MATERIAL PROVIDED —
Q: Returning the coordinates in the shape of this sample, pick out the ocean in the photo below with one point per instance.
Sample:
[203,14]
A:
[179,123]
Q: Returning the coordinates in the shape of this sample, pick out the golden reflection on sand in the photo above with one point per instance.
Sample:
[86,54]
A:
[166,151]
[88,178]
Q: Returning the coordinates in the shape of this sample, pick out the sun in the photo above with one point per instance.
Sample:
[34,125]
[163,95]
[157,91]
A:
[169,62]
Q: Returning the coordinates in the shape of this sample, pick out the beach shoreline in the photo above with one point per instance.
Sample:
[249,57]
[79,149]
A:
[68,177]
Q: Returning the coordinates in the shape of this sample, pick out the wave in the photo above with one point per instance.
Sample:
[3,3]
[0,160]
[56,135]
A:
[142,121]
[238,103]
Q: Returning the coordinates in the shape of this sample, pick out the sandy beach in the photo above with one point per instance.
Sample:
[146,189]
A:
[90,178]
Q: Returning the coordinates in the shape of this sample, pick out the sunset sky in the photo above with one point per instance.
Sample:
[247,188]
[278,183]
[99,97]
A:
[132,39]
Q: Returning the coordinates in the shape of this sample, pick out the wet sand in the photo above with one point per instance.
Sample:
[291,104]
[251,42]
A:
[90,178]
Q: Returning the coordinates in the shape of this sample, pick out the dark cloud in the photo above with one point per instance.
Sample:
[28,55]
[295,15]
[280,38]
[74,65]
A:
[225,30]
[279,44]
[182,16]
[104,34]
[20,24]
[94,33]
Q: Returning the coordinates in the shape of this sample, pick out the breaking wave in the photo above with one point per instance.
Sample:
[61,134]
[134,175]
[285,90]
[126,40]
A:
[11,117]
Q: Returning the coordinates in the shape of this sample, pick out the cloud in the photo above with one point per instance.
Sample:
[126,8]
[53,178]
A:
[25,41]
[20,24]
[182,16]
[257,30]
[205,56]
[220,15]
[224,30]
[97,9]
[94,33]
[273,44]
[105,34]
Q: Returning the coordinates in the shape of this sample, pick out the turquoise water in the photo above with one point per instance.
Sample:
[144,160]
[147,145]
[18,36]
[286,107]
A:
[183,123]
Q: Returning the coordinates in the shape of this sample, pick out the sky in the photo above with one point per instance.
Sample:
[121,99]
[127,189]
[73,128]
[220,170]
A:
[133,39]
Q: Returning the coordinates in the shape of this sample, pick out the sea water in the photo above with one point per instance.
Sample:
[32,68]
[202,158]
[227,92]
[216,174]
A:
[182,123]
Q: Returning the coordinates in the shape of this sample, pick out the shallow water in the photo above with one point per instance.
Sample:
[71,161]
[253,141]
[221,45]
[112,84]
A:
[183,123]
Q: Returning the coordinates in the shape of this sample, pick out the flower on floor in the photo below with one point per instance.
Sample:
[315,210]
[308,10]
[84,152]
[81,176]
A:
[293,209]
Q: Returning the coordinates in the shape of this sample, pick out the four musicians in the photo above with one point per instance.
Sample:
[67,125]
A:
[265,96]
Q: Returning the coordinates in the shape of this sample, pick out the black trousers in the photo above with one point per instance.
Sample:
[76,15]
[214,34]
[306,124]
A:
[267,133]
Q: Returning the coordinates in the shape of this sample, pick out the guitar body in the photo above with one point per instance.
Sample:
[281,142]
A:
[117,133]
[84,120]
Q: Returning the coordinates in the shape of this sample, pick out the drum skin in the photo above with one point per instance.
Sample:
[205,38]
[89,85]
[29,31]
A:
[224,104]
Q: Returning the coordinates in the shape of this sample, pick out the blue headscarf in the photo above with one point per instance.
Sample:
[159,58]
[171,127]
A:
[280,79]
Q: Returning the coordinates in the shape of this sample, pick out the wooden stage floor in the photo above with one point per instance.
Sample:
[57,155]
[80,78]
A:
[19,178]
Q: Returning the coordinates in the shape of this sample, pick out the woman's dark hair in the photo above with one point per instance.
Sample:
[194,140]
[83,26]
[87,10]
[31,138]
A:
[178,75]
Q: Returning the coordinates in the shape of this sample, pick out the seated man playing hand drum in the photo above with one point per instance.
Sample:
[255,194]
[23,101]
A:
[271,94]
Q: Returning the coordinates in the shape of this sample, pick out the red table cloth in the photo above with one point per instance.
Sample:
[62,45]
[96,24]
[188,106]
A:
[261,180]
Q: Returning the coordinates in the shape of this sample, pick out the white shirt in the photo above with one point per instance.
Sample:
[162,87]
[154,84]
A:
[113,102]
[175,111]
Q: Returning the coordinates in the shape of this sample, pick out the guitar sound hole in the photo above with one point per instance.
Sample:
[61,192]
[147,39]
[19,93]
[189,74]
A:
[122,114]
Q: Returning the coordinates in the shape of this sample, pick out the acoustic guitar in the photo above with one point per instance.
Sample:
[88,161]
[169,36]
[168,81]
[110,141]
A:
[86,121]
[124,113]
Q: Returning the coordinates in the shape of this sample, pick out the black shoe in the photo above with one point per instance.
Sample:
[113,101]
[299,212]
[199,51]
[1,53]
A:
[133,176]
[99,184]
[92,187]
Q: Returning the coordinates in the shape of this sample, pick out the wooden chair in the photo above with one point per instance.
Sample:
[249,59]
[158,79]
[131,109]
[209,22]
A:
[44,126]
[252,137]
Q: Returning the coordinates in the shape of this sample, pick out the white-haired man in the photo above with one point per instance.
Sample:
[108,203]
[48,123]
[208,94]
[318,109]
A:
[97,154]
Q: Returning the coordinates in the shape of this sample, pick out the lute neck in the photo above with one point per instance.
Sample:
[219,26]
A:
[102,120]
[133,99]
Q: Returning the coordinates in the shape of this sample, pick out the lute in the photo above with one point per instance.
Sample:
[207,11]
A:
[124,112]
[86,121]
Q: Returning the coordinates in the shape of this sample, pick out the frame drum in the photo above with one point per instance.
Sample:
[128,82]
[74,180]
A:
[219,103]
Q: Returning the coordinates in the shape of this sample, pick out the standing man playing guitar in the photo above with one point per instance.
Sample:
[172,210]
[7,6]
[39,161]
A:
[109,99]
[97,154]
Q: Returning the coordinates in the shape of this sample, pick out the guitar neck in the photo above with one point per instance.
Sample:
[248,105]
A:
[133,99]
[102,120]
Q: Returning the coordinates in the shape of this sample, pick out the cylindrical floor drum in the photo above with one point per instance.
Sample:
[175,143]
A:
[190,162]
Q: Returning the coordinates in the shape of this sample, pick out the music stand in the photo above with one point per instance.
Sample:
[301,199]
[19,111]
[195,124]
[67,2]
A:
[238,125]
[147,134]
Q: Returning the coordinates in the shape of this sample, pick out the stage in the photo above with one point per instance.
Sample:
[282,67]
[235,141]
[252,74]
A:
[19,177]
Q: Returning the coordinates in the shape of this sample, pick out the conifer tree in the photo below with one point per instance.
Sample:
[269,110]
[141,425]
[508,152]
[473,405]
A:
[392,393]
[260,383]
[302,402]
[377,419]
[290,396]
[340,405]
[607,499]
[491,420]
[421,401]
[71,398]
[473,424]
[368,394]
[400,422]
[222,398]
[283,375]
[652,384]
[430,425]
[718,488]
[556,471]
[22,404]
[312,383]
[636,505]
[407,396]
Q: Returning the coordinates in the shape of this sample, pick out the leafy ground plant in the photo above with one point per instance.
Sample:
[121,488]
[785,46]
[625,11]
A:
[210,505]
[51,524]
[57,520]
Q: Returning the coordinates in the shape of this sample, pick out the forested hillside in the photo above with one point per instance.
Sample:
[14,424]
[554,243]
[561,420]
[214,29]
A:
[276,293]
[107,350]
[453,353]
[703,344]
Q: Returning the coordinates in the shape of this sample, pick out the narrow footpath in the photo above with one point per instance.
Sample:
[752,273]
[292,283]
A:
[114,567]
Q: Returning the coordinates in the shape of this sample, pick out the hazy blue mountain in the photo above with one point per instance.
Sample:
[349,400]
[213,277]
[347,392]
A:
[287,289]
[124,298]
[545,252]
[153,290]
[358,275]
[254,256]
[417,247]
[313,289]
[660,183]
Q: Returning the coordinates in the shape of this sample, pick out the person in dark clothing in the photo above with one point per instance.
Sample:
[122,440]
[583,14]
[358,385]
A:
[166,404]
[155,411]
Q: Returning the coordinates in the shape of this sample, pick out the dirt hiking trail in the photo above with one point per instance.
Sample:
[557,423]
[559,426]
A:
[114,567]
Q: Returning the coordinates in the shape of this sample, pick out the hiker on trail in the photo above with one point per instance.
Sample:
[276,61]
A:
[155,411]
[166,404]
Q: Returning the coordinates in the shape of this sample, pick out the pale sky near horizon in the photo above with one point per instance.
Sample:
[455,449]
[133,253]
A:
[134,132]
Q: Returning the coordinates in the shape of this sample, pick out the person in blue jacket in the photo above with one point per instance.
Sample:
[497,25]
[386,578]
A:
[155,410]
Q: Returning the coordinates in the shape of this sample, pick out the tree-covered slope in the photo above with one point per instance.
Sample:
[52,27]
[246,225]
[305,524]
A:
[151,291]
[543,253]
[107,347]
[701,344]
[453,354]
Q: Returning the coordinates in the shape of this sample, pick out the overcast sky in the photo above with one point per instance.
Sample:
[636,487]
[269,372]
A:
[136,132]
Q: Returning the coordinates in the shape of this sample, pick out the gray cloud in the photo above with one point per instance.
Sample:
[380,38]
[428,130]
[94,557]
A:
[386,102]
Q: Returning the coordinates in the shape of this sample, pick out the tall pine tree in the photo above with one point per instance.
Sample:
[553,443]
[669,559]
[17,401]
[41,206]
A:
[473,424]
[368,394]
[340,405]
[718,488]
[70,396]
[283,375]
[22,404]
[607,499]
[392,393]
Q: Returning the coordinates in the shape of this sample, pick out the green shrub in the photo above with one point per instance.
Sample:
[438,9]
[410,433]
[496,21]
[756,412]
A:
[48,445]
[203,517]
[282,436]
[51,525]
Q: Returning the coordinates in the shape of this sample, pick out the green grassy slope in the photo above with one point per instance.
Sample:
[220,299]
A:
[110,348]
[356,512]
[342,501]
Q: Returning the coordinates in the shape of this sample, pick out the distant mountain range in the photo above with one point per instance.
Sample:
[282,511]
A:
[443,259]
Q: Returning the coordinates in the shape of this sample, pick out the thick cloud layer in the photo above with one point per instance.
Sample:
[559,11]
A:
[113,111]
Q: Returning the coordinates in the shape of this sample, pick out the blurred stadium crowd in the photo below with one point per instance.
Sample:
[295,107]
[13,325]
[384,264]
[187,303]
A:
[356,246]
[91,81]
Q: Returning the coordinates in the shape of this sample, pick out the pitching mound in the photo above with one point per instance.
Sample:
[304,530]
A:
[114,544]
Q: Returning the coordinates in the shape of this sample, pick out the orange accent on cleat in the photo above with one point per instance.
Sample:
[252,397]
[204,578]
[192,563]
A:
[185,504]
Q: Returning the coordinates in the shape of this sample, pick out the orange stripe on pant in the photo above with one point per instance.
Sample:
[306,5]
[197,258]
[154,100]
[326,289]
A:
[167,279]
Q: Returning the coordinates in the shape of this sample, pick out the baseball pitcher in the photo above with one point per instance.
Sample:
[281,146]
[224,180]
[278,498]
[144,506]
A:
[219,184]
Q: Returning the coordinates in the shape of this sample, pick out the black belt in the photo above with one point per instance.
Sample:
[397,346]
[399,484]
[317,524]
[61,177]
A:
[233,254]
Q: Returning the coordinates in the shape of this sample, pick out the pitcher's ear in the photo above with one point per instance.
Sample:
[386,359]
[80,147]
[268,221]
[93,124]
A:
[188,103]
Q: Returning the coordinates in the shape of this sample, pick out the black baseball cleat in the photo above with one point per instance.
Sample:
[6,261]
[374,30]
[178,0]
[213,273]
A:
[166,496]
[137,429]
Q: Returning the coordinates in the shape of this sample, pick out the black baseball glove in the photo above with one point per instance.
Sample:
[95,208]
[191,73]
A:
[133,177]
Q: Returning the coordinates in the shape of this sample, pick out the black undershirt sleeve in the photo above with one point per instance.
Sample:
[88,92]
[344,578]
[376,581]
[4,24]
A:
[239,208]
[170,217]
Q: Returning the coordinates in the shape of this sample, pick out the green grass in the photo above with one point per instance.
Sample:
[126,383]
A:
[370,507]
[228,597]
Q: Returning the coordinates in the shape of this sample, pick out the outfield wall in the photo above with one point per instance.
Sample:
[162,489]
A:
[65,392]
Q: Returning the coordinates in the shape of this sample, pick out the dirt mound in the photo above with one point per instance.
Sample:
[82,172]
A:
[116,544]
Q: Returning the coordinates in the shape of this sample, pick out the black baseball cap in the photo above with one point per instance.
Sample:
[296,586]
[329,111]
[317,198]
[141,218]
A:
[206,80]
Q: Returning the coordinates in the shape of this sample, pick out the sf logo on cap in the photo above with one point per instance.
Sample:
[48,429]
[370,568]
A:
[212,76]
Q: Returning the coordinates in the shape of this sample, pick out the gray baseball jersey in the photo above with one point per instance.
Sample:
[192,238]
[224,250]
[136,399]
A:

TASK STATEMENT —
Begin with the line containing "the dirt mound" and repeat each line exactly until the records above end.

COMPLETE RESPONSE —
Q: Returning the coordinates in the shape of this sample, pick out the dirt mound in the photo above with one point per instance.
Sample:
[82,172]
A:
[116,544]
Q: Returning the coordinates in the shape of this sample, pick out the black baseball cap in the photo above with one point per instance.
Sample:
[296,586]
[329,111]
[317,198]
[141,218]
A:
[206,80]
Q: Returning the coordinates in the shape of this sample, pick out the sf logo on cap in the photo above with one point per instance.
Sample:
[48,429]
[370,568]
A:
[212,76]
Q: Returning the coordinates in the shape of this sample, pick out the gray baseball jersey in the photo above with one point per instance.
Sample:
[192,238]
[224,250]
[136,399]
A:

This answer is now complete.